* _Request_: Write out the material word for word, from the line containing "Can you see the water" through the line containing "Can you see the shadow", with both of those lines included.

* _Supplied records_:
-- -- --

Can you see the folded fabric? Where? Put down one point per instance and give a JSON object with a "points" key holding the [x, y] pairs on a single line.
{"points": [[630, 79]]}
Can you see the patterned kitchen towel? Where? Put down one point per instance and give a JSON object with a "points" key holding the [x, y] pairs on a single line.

-- -- --

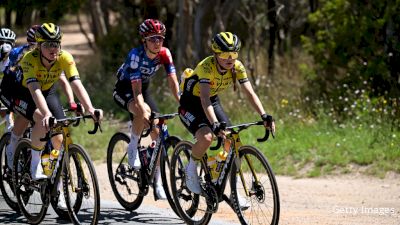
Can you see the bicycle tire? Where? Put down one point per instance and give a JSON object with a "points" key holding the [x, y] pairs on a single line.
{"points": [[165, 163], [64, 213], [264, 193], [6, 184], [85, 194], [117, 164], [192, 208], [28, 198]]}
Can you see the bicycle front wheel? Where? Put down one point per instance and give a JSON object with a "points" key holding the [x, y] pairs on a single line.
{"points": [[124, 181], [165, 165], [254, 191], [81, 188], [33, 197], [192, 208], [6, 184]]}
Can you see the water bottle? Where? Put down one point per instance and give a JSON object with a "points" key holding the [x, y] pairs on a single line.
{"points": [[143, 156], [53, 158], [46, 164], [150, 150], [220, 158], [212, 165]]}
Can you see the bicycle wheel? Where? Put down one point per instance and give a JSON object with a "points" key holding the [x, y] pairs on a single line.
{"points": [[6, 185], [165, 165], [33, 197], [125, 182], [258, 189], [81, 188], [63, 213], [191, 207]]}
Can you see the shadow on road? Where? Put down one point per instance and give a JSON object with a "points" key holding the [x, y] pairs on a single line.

-- -- --

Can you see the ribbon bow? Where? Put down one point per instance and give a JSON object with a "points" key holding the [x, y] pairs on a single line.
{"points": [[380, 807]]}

-- -- --

* _Written answer_:
Can you see the water bottle? Where? Put down one point per instance and give a JSON object with a "points" key holding the [x, y] pairs on a single line.
{"points": [[143, 156], [53, 158], [46, 164], [150, 150], [220, 158], [212, 165]]}
Can you see the bicycle wheel? Where? Put down one point per instance and give a JSON object with a "points" key holding the [x, y] pairs on a single line.
{"points": [[6, 185], [165, 165], [33, 197], [125, 182], [258, 189], [81, 188], [63, 213], [191, 207]]}
Can you see the shadow on road? Where? Put down one point per instance and give a JSON object with a "points" key holding the [x, y] pairs on a single line.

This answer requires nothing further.